━━━ RAW DATA ━━━

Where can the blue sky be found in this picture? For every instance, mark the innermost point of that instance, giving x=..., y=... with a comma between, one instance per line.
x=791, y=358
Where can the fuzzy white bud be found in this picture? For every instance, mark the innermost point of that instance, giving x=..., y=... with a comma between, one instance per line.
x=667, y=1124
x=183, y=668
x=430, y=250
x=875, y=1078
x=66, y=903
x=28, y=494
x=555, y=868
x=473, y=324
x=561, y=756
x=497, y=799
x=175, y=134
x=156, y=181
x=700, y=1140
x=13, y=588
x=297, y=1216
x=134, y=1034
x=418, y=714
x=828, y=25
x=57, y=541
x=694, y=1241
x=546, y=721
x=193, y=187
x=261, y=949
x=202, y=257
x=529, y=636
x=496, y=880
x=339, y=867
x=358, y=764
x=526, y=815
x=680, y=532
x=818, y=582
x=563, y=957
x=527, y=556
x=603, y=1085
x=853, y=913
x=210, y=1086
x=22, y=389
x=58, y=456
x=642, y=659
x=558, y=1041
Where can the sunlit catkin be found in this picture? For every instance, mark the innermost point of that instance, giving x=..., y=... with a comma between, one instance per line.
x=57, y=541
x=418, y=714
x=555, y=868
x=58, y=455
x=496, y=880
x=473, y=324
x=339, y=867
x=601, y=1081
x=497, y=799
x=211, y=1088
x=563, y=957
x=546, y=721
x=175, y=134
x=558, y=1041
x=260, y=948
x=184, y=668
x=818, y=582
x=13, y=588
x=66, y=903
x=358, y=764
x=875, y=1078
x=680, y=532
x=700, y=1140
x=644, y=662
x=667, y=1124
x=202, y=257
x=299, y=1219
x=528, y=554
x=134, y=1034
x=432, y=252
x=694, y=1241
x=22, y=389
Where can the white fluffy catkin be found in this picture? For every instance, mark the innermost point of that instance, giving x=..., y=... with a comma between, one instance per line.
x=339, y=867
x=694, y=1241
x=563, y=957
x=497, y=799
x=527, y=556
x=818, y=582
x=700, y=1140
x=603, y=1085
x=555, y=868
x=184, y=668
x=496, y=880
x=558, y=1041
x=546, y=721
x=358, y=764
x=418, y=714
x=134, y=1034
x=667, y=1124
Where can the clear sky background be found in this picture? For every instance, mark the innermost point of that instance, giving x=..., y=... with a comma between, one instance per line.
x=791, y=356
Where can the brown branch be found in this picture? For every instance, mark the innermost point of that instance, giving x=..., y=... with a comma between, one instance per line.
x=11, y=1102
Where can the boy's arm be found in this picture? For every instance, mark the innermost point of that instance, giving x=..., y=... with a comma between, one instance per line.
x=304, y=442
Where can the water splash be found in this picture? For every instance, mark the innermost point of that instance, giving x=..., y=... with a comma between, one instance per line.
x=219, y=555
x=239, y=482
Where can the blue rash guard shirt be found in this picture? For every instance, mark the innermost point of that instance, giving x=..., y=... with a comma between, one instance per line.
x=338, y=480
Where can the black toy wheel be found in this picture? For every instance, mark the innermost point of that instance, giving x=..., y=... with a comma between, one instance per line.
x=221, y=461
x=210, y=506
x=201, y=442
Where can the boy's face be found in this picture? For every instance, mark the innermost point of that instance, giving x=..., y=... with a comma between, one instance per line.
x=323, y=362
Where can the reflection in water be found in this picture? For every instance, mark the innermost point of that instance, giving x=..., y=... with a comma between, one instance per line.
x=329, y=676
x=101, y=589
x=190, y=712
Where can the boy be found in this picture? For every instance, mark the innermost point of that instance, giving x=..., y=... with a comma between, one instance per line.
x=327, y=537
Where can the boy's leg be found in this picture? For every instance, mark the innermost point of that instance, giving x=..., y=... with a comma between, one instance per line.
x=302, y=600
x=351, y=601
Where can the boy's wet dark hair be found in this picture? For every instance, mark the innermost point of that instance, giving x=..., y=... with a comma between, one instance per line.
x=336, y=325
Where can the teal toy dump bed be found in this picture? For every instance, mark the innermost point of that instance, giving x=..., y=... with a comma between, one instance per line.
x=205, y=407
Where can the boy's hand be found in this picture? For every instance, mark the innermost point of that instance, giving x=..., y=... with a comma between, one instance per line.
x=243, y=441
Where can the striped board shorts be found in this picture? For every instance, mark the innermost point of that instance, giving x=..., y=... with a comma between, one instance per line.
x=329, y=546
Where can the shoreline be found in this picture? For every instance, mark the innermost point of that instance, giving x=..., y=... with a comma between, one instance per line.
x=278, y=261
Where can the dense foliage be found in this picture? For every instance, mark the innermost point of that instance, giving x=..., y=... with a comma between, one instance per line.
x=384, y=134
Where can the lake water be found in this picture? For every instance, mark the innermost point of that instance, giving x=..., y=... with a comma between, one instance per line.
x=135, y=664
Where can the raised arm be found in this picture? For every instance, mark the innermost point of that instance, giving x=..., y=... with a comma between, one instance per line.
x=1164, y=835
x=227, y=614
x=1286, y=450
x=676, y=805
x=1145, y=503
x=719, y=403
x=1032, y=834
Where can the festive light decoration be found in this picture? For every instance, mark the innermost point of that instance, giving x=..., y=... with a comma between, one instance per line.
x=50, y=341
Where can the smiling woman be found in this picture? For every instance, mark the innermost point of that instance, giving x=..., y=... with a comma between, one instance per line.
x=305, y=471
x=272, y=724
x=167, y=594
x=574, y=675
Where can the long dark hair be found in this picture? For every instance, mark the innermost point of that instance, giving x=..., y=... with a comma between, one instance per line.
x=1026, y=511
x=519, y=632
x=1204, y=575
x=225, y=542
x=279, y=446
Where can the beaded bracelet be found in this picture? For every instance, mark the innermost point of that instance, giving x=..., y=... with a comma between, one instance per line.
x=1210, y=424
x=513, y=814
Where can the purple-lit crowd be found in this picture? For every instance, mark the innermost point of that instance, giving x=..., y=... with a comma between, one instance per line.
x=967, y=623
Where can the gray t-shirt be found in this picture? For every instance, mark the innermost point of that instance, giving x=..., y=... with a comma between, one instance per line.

━━━

_INSTRUCTIONS FOR THE TASK_. So that nothing is lost, retype every entry in the listing above exactly.

_TASK OUTPUT_.
Where can the blue sky be found in this picture? For every instance, mark the innermost point of that instance, giving x=..., y=... with a comma between, one instance per line.
x=791, y=358
Where can the fuzzy white bud be found in this picture? For every instance, mark the innermost point of that instance, giving x=..., y=... with a comma between, one instance per line.
x=667, y=1124
x=183, y=668
x=430, y=250
x=875, y=1078
x=66, y=903
x=28, y=494
x=555, y=868
x=473, y=324
x=561, y=756
x=497, y=799
x=175, y=134
x=156, y=181
x=700, y=1140
x=13, y=588
x=297, y=1216
x=134, y=1034
x=418, y=714
x=828, y=25
x=57, y=541
x=694, y=1241
x=546, y=721
x=193, y=187
x=261, y=949
x=202, y=257
x=529, y=636
x=496, y=880
x=339, y=867
x=358, y=764
x=526, y=815
x=680, y=532
x=818, y=582
x=563, y=957
x=527, y=556
x=603, y=1085
x=853, y=913
x=210, y=1086
x=22, y=389
x=58, y=456
x=642, y=659
x=558, y=1041
Where can the sunlit catkin be found in this picture? For every instance, mark the innermost point of that instance, giving x=..., y=... with a comma between, one instance per line.
x=57, y=541
x=418, y=714
x=555, y=868
x=58, y=455
x=496, y=880
x=473, y=324
x=339, y=867
x=601, y=1081
x=497, y=799
x=211, y=1088
x=563, y=957
x=546, y=721
x=175, y=134
x=558, y=1041
x=260, y=948
x=184, y=668
x=818, y=582
x=13, y=588
x=66, y=903
x=358, y=764
x=875, y=1078
x=680, y=532
x=700, y=1140
x=644, y=662
x=667, y=1124
x=202, y=257
x=299, y=1219
x=528, y=554
x=134, y=1034
x=432, y=252
x=694, y=1241
x=22, y=389
Where can the white fluffy catkin be found in this picture? For every instance, mark the innermost point of that instance, giving x=..., y=... with a comma between, one instance per line.
x=339, y=867
x=694, y=1241
x=563, y=957
x=497, y=799
x=527, y=556
x=818, y=582
x=700, y=1140
x=603, y=1085
x=555, y=868
x=184, y=668
x=496, y=880
x=558, y=1041
x=546, y=721
x=358, y=764
x=418, y=714
x=134, y=1034
x=667, y=1124
Where can the clear sky background be found in this picture? For every instance, mark the innermost point of that instance, giving x=..., y=... with a comma between, one instance per line.
x=791, y=356
Where can the brown branch be found in this picture? For every instance, mark the innermost point of that instance, giving x=..., y=... with a comma between, one instance per line.
x=11, y=1102
Where can the boy's arm be found in this picture? For every instance, mark the innermost point of that instance, giving x=..., y=... with a comma between, one instance per line.
x=304, y=442
Where can the water splash be found in this picture? For every instance, mark the innermost point of that instance, giving x=..., y=... with a comma between, one instance per line.
x=219, y=555
x=239, y=482
Where can the blue rash guard shirt be found in this picture? For every instance, mark the innermost point of that instance, giving x=..., y=... with a comma between, one instance per line.
x=338, y=480
Where can the black toy wheel be found in this picture? For every instance, mark the innermost point of that instance, giving x=..., y=... with a comma between, one instance per line.
x=221, y=461
x=210, y=506
x=201, y=442
Where can the boy's face be found in this picture? For every instance, mark the innermost point of that instance, giving x=..., y=... with a comma between, one instance per line.
x=323, y=362
Where can the reflection in water be found in this picture? For every instance, mark the innermost point of that instance, giving x=..., y=... with a comma between, one instance per line.
x=329, y=676
x=101, y=589
x=190, y=712
Where can the boy be found in this picture? For every instance, mark the innermost point of that instance, giving x=..., y=... with a comma between, one instance per line.
x=327, y=537
Where can the boy's leg be found in this picture? For every instance, mark the innermost point of that instance, giving x=..., y=... with a comma between, one instance per line.
x=302, y=600
x=351, y=601
Where can the boy's wet dark hair be found in this picture? For every instance, mark the innermost point of that instance, giving x=..., y=... with a comma between, one instance per line.
x=336, y=325
Where can the teal toy dump bed be found in this picture? For every instance, mark the innermost point of that instance, giving x=..., y=... with a comma between, one instance per line.
x=205, y=407
Where can the boy's hand be found in this picture? For every instance, mark the innermost point of that instance, giving x=..., y=... with a comma between, one instance per line.
x=243, y=441
Where can the striped board shorts be found in this picture? For every instance, mark the innermost point of that instance, giving x=..., y=... with a comma between, one instance per line.
x=329, y=546
Where can the shoreline be found in this picture? For every instance, mark the innermost point of that instance, giving x=..., y=... with a comma between, one instance per line.
x=278, y=261
Where can the dense foliage be found in this picture? For every instance, mark the innermost point of that instance, giving x=..., y=... with a comma between, one instance per line.
x=384, y=134
Where can the lake water be found in this picture? For every instance, mark the innermost point of that instance, giving x=..., y=... with a comma between, one instance per line.
x=135, y=664
Where can the raised arm be found in this picture? For every instance, mark the innermost point of that instance, giving x=..., y=... with a comma between, one instance per line.
x=1164, y=835
x=227, y=614
x=1286, y=450
x=676, y=805
x=1145, y=503
x=719, y=403
x=1032, y=834
Where can the festive light decoration be found in this picture? For every instance, mark the innermost point of that instance, giving x=..., y=... with a comma between, one instance per line.
x=50, y=341
Where can the smiling woman be found in this picture? For every instance, mark the innermost point of that instance, giving x=..., y=... with a comma between, one instance per line.
x=305, y=471
x=272, y=724
x=167, y=594
x=574, y=675
Where can the long dark hair be found in this picture? For every instance, mark the innermost point of that instance, giving x=..., y=... with a comma between, one instance per line.
x=1026, y=511
x=519, y=632
x=1204, y=575
x=225, y=542
x=279, y=446
Where can the beaded bracelet be found in this picture? For every instance, mark the innermost point of that instance, giving x=..., y=... with a comma between, one instance per line.
x=1210, y=424
x=513, y=814
Where can the purple-lit crowd be found in this picture? For every instance, mark the innermost point of that instance, giving x=..., y=... with a comma between, one instance per line.
x=967, y=623
Where can the gray t-shirt be found in this picture? For every instance, mark the innermost point of that instance, giving x=..., y=... with a comma between, one instance per line.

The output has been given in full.